The yield surface is schemed by Figure Figure #model-concrete-yd in the biaxial-stress (plane-stress) space. Note that we assume the principle stresses with the order $$\sigma_1 \le \sigma_2 \le \sigma_3$$ and positive for tension. Due to symmetry, only A-B-C-D is considered.

For line A-B, a tension yield criteria is used:

(14)$f^t (\bar{\sigma}) = \bar{\sigma}_3 - \bar{\sigma}_t = 0$

For line B-C, a Mohr-Coulomb yield criteria is used:

(15)$f^s (\bar{\sigma}) = - \bar{\sigma}_t \bar{\sigma}_1 + \bar{\sigma}_c \bar{\sigma}_3 - \bar{\sigma}_c \bar{\sigma}_t= 0$

For curve C-D, a Drucker-Prager yield criteria is used:

(16)$f^d (\bar{\sigma}) = \alpha \bar{I}_1 + \bar{q} - (1-\alpha) \bar{\sigma}_c = 0$

where $$\bar{I}_1$$ is the first stress invariant, $$\bar{q}$$ is the equivalent shear stress, and

(17)$\alpha = \frac{f_{b0}/f_{c0} - 1}{2(f_{b0}/f_{c0}) - 1}$

where $$f_{c0}$$ is the uniaxial yield compressive strength and $$f_{b0}$$ is the biaxial yield compressive strength. Since usually $$f_{b0} \ge f_{c0}$$, $$\alpha$$ is in the range of $$0 \le \alpha < 0.5$$.

**Location labeling records**
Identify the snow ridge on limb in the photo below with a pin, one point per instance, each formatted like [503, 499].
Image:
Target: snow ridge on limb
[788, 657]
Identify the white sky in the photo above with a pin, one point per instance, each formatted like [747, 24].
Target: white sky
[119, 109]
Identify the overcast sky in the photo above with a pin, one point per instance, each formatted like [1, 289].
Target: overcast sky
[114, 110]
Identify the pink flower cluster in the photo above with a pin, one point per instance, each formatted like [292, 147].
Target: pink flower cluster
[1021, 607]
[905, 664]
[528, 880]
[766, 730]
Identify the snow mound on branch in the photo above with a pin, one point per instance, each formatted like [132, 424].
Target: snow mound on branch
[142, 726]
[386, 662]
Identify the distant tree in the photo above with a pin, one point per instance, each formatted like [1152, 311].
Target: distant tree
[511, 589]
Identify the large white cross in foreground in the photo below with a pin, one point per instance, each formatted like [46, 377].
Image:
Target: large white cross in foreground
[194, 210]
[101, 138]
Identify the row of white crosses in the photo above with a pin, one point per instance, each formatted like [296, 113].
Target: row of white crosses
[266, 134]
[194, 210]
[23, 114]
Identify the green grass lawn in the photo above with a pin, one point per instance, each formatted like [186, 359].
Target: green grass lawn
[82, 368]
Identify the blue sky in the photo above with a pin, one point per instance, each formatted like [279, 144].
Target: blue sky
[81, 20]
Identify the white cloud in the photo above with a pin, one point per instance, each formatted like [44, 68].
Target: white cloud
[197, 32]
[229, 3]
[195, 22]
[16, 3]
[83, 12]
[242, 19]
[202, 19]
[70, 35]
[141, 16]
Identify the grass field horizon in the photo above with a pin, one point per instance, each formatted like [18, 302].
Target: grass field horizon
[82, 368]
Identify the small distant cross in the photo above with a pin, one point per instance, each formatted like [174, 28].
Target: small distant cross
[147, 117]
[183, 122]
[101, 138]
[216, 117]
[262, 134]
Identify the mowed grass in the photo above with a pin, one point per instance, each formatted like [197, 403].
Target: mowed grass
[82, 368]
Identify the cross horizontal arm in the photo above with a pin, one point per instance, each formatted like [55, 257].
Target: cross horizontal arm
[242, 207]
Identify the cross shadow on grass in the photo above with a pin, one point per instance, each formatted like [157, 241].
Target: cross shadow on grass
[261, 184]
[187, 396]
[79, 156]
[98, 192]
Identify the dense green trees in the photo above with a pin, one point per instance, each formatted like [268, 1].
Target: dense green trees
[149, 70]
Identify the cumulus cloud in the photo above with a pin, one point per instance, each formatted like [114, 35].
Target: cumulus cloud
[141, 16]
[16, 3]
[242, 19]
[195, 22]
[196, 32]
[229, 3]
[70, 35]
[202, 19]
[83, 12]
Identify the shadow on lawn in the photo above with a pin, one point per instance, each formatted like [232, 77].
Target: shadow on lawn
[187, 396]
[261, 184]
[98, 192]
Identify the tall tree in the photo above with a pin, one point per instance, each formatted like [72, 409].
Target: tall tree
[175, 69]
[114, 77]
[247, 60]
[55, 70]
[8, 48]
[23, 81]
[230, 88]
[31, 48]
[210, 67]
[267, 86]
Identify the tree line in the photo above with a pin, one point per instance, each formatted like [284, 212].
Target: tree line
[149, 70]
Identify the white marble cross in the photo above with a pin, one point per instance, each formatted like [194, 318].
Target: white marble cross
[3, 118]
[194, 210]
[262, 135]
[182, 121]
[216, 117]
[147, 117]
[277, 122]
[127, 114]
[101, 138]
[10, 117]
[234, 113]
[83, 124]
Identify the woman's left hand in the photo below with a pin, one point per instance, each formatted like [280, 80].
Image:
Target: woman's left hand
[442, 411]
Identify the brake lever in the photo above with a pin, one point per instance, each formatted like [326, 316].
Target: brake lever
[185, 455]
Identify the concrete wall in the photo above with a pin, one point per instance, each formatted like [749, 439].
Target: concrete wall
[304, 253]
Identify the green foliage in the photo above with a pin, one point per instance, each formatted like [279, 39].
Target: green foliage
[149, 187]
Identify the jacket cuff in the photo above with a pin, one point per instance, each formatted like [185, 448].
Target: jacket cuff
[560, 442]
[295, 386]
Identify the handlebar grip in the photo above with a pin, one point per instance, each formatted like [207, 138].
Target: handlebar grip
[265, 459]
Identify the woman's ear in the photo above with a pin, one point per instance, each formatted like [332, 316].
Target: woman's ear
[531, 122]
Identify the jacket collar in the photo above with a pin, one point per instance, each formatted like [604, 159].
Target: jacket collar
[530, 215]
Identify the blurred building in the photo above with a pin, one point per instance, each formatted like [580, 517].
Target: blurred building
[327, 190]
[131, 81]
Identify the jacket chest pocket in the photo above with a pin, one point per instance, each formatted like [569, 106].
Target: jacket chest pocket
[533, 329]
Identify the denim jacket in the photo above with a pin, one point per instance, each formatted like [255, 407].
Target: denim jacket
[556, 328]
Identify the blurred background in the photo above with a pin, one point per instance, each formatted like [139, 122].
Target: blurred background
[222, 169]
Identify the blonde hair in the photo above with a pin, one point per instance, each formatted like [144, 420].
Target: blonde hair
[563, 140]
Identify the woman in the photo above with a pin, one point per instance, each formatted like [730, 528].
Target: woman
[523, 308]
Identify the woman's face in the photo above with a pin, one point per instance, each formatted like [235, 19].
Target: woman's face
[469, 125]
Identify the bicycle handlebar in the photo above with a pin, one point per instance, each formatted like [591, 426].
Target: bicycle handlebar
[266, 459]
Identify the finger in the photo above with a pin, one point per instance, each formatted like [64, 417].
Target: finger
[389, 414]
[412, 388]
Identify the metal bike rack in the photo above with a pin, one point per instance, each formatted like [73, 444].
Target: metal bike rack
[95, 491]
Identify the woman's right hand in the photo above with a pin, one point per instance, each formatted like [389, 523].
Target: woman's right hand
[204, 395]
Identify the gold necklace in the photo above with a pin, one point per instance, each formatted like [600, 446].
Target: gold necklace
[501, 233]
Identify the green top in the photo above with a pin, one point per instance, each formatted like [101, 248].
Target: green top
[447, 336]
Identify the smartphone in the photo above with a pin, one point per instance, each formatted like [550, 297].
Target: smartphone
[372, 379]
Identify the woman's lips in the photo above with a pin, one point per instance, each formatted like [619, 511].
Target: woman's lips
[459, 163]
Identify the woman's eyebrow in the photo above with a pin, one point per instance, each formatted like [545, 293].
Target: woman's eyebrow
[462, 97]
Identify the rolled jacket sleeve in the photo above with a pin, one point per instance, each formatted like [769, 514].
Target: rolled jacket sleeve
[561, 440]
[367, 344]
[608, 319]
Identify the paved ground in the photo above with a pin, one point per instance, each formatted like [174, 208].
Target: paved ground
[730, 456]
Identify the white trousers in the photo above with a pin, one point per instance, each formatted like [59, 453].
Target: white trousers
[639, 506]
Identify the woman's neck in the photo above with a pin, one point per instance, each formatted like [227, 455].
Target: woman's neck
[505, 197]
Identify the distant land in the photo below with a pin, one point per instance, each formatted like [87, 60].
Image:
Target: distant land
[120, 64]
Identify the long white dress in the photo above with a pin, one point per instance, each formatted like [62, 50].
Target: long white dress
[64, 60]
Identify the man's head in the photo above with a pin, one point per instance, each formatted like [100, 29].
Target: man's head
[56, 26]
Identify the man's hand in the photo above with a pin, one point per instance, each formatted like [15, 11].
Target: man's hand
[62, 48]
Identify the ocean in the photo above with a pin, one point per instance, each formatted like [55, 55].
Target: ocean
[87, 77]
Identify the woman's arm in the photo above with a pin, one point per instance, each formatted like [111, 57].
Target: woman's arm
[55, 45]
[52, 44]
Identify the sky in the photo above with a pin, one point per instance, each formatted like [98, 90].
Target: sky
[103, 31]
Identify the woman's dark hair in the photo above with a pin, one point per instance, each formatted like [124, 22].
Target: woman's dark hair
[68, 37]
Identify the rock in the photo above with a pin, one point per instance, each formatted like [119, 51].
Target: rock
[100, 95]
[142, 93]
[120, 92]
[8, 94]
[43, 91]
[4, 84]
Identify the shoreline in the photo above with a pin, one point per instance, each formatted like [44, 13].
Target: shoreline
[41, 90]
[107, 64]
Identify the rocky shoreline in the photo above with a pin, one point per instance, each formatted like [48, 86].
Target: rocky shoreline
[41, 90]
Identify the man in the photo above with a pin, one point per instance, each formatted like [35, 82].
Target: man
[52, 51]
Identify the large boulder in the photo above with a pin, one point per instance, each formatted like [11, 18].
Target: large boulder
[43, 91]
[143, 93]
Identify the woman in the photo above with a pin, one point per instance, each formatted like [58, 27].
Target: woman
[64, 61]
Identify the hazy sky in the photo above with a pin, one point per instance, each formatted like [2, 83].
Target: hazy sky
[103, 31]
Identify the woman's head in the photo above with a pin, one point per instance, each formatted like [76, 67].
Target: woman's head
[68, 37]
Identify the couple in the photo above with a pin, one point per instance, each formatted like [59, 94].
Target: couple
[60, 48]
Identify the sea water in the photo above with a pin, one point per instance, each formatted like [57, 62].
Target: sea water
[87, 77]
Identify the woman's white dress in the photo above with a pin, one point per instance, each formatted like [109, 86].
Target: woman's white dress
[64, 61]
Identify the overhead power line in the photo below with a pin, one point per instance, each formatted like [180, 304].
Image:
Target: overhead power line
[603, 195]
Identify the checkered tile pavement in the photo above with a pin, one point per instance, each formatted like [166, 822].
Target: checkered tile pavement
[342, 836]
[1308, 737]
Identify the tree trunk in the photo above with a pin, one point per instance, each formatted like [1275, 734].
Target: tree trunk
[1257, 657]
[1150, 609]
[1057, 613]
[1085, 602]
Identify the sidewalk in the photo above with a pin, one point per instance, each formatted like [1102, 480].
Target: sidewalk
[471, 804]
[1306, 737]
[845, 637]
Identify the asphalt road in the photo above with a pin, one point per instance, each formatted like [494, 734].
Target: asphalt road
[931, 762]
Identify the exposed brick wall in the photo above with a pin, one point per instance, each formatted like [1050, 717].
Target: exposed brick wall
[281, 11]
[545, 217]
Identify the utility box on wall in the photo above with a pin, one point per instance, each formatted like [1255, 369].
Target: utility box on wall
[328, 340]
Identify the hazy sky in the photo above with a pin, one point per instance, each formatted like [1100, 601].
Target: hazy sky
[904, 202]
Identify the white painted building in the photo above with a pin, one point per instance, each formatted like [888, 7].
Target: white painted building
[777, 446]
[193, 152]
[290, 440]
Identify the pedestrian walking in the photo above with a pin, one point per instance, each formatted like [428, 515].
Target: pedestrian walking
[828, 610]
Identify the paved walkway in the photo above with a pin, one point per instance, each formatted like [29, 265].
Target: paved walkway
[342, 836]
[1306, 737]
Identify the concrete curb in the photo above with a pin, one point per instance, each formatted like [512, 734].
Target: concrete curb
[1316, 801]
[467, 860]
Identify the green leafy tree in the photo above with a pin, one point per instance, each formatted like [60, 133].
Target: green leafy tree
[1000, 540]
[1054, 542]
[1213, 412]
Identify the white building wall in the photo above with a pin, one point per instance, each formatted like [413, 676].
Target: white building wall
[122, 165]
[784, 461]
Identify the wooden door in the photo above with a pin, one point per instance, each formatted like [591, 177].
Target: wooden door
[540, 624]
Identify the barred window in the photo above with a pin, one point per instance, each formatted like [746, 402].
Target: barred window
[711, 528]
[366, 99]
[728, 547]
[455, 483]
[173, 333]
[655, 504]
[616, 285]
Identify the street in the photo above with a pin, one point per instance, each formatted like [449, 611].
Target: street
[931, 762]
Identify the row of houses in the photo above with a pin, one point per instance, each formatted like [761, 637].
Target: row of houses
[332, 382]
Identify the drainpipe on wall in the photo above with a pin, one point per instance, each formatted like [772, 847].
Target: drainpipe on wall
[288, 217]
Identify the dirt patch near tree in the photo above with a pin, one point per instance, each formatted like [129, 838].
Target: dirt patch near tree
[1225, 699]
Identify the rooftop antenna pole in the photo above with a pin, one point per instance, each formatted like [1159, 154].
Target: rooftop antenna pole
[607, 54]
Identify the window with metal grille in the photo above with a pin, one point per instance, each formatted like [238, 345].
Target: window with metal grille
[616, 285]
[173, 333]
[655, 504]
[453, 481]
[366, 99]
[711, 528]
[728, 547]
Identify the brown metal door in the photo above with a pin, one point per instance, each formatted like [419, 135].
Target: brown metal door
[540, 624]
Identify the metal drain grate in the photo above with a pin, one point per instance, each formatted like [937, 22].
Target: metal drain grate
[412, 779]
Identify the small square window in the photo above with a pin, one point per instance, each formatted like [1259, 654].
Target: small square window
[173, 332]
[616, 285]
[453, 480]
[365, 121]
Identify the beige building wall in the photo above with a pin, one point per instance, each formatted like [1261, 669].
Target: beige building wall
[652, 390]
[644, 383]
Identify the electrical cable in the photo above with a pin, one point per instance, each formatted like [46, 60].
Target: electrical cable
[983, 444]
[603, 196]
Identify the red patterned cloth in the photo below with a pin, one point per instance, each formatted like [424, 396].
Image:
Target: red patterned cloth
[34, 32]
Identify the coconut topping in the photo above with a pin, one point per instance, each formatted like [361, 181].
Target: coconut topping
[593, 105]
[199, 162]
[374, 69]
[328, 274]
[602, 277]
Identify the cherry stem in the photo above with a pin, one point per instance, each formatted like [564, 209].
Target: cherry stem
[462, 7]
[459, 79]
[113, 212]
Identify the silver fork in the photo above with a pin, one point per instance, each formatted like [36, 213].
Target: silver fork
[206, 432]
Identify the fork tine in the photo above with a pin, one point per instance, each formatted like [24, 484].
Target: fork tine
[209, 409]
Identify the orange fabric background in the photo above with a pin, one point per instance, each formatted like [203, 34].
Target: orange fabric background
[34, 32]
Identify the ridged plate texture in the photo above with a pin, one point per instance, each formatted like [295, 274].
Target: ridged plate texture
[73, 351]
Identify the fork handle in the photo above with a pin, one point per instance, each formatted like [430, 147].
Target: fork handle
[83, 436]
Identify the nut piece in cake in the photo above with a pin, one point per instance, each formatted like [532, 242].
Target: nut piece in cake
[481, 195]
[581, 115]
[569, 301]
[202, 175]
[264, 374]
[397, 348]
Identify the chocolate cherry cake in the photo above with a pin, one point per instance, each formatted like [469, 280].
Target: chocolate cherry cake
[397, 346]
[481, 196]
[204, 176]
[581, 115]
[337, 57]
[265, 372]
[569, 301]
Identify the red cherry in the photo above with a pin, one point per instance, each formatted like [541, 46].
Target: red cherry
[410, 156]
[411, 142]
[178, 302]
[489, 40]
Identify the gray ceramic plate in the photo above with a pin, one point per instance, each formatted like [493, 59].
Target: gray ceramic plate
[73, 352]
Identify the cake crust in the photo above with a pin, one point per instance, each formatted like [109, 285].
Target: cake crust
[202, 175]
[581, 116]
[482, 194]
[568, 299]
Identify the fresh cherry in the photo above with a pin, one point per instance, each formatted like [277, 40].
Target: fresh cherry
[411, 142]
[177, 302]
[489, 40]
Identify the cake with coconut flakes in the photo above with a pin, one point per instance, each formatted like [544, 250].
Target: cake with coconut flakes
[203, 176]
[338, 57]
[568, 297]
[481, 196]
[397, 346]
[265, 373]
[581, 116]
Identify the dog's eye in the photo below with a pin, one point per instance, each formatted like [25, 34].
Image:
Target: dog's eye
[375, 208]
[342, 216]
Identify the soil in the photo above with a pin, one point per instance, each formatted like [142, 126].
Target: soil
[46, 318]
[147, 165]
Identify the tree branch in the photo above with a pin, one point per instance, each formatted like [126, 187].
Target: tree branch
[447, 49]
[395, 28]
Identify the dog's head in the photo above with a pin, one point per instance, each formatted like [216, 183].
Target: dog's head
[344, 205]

**Tasks to complete**
1. From the text on the concrete yield surface, extract the passage between "The yield surface" and "A-B-C-D is considered.", inclusive.
2. Summarize the text on the concrete yield surface in two sentences.

**Solutions to the exercise**
1.
The yield surface is schemed by Figure Figure #model-concrete-yd in the biaxial-stress (plane-stress) space. Note that we assume the principle stresses with the order $$\sigma_1 \le \sigma_2 \le \sigma_3$$ and positive for tension. Due to symmetry, only A-B-C-D is considered.

2. The yield surface is considered in biaxial (plane-stress) space, with principal stresses ordered from smallest to largest and positive for tension, and by symmetry only the A-B-C-D portion is treated. Line A-B uses a tension yield criterion, line B-C a Mohr-Coulomb criterion, and curve C-D a Drucker-Prager criterion, whose parameter α falls in the range 0 ≤ α < 0.5 because the biaxial yield compressive strength is usually at least the uniaxial one.